▸ What you are asked to do
Repeat the lines of the listing below exactly, starting at the line that contains "Provide the pixel coordinates of one point on the multi-story" and running through the last line, both included, and only those.

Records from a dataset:
-- start --

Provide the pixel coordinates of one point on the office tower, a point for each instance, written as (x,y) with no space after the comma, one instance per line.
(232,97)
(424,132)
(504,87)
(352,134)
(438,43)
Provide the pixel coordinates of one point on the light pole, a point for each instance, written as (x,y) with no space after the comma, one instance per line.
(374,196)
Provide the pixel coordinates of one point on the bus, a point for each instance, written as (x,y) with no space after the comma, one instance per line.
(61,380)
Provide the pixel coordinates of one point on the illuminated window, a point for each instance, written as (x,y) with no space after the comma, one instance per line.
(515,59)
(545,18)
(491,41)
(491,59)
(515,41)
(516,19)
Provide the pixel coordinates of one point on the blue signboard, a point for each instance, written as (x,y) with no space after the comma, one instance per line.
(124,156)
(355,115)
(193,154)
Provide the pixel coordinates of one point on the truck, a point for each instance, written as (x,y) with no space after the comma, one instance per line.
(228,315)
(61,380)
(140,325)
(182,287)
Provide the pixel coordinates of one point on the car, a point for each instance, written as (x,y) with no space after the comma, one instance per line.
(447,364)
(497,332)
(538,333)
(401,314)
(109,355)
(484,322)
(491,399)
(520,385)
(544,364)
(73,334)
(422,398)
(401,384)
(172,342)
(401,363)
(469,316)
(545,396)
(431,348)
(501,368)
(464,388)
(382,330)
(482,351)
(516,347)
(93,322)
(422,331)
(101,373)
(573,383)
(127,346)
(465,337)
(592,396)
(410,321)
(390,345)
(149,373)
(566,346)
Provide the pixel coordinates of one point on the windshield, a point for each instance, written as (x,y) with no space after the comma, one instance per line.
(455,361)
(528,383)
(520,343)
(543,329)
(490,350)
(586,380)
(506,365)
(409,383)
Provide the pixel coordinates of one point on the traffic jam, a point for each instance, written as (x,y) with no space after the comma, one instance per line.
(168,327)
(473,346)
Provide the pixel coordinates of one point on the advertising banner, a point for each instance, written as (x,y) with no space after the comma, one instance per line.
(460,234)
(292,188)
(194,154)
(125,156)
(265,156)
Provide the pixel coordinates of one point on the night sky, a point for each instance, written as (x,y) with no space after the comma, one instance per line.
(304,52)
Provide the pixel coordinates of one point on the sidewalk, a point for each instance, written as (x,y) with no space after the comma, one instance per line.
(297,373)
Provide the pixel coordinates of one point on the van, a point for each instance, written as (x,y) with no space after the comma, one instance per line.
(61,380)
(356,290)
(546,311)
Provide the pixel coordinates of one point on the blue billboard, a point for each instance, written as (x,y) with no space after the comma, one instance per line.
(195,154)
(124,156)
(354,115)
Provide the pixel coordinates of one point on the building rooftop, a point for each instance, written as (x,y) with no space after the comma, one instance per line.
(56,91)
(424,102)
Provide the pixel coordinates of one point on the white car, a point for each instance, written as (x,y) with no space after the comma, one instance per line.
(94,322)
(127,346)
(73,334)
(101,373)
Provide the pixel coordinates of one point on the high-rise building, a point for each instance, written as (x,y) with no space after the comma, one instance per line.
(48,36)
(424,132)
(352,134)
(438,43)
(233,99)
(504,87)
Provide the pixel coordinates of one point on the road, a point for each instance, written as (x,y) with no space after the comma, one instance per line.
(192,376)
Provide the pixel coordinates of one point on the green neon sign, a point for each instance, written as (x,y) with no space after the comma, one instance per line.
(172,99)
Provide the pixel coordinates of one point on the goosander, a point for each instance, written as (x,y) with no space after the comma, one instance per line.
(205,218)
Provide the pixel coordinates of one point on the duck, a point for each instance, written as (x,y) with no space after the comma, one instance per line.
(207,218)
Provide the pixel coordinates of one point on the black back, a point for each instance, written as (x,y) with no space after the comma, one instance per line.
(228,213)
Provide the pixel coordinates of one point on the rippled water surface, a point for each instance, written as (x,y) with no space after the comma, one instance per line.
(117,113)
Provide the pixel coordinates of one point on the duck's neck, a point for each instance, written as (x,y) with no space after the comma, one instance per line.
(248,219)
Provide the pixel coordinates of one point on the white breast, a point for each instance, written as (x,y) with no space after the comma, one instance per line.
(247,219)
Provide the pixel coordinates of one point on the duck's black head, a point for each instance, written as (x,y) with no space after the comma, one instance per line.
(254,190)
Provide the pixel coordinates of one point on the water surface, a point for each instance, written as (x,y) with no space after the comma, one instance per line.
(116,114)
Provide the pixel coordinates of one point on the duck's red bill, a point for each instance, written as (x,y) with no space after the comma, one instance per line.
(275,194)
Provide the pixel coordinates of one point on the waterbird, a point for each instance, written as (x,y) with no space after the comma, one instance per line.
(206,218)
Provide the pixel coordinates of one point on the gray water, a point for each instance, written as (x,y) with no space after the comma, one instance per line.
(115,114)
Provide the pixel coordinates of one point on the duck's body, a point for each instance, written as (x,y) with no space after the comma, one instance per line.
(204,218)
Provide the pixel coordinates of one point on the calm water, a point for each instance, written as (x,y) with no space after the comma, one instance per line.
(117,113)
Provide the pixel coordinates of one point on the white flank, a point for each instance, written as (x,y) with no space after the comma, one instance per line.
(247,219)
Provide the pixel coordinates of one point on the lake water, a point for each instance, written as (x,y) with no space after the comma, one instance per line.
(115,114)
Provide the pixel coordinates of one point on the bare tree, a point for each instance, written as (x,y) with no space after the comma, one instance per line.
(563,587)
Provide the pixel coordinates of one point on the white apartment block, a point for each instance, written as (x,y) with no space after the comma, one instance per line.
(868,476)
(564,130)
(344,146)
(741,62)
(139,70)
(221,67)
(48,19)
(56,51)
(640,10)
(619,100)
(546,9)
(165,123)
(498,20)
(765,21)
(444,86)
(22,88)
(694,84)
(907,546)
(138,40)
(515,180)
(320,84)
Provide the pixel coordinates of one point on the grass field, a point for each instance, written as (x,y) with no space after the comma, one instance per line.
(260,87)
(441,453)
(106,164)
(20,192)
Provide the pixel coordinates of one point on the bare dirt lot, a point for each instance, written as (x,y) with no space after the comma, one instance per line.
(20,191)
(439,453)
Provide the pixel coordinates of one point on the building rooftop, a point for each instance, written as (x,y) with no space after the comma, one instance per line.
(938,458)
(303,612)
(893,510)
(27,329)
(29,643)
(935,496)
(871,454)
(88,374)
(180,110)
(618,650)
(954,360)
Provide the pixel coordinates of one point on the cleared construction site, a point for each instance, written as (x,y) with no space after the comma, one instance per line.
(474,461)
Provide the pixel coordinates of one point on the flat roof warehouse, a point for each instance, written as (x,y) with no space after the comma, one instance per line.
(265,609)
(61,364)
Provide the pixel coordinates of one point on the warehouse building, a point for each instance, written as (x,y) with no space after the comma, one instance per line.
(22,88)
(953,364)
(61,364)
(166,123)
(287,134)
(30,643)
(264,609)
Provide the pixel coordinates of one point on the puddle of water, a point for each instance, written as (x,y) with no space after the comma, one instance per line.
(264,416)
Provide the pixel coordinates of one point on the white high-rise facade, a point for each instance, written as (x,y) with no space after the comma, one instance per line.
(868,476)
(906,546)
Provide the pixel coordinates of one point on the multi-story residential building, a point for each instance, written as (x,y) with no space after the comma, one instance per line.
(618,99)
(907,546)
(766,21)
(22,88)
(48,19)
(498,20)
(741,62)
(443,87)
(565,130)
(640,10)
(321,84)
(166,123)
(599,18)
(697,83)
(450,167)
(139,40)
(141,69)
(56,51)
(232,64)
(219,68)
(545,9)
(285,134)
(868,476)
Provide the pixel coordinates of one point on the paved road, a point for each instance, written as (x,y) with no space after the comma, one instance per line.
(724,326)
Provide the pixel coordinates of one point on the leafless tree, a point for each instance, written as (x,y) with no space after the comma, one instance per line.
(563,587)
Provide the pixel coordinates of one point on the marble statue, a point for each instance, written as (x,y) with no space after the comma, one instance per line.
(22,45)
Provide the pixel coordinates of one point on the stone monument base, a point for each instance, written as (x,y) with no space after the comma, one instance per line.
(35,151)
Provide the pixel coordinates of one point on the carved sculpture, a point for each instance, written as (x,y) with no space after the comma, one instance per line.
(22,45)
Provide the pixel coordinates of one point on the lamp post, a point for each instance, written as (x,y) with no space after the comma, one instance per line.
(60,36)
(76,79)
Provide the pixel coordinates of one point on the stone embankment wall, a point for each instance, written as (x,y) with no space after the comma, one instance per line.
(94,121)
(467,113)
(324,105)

-- end --

▸ Response to the task
Provide the pixel coordinates of one point on the multi-story residential building, a point for each instance, written as (x,y) with no space after the comma, one instance per line.
(618,99)
(907,546)
(766,21)
(22,88)
(48,19)
(498,20)
(741,62)
(443,87)
(565,130)
(640,10)
(321,84)
(166,123)
(599,18)
(697,83)
(450,167)
(139,40)
(141,69)
(56,51)
(232,64)
(219,68)
(545,9)
(285,134)
(868,476)
Provide the pixel coordinates of one point on the paved road, a point for each instance, written as (x,y) with no space after the comma, one instance per line.
(724,326)
Provide the pixel coordinates of one point on the leafless tree, a point for each instance, written as (x,y) with no space after the comma, one instance per line.
(563,587)
Provide the pixel coordinates of one point on the marble statue, a point for each instance, written as (x,y) with no space after the comma, one instance per line.
(22,45)
Provide the pixel coordinates of one point on the stone monument base, a point for each instance, written as (x,y) with no space after the comma, one instance per line.
(35,151)
Provide the pixel coordinates of one point on the carved sculpture, a point for each instance, written as (x,y) with no space after the comma, one instance per line.
(22,45)
Provide the pixel coordinates of one point on the lamp post, a point for each instance, written as (x,y) with no space after the comma, one instance per line.
(60,36)
(76,79)
Provide the pixel coordinates of one point on the stone embankment wall, a point for each instance, written as (x,y) with no space after the comma, one instance per line.
(94,121)
(467,113)
(324,105)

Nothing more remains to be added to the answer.